## To do
Reproduce this listing in full.

(Position annotation records)
((

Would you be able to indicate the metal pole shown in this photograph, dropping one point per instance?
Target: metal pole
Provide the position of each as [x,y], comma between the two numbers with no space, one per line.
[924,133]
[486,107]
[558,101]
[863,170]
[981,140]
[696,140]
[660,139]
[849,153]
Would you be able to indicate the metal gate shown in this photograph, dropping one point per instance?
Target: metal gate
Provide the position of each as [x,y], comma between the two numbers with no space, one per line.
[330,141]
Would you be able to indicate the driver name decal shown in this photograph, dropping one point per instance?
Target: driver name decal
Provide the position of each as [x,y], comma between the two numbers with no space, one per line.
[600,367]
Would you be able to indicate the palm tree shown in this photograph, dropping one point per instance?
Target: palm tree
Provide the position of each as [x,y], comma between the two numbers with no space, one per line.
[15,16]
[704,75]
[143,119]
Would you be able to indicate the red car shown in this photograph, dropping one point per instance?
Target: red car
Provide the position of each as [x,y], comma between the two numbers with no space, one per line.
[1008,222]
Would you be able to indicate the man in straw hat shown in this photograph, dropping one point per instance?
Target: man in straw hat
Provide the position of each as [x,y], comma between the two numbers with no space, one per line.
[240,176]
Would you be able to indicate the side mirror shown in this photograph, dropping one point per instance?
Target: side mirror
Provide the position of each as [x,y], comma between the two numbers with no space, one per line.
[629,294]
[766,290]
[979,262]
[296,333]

))

## The answer
Would you be able to indicate the metal pole shown in this photograph, dropping one point per instance?
Target: metal pole
Provide the position of each as [x,y], comma between the two numbers with no space, one per line.
[924,133]
[486,107]
[558,101]
[863,170]
[981,140]
[696,140]
[660,139]
[849,153]
Would you be able to indicate the metal gate shown in this photograph, dropping one point per instance?
Target: metal gate
Provide the position of each as [x,y], comma between the two numbers with no space, one per line.
[330,141]
Would you be able to indicate the driver name decal shown in this photograph, dropping one point per instance?
Target: driver name decal
Provide the position of each as [x,y], comma between the two numbers with no space, one per line.
[600,367]
Would you be able to indicate the palm tree shown in this photograph, dropping one point per instance?
Target: palm tree
Provide the position of each as [x,y], comma between the two numbers with no space, one per line.
[15,16]
[704,75]
[143,119]
Would you be able to indicate the red car shown in this photograph, dropping one point per instance?
Target: red car
Provide the position of each as [x,y], comma between the two numbers with no space, one per line.
[1008,222]
Would you be able to indicate the man in straw hat shown in this photograph, dropping one point per instance?
Target: man in straw hat
Provide the position of each as [x,y], comma between the two numbers with no space, one per line.
[240,176]
Would you be able to indicate the side mirror shown in this photograph, dropping one point per instance?
Target: side mirror
Provide the position of each as [x,y], comma between the two numbers with no space, one per line.
[629,294]
[766,290]
[979,262]
[296,333]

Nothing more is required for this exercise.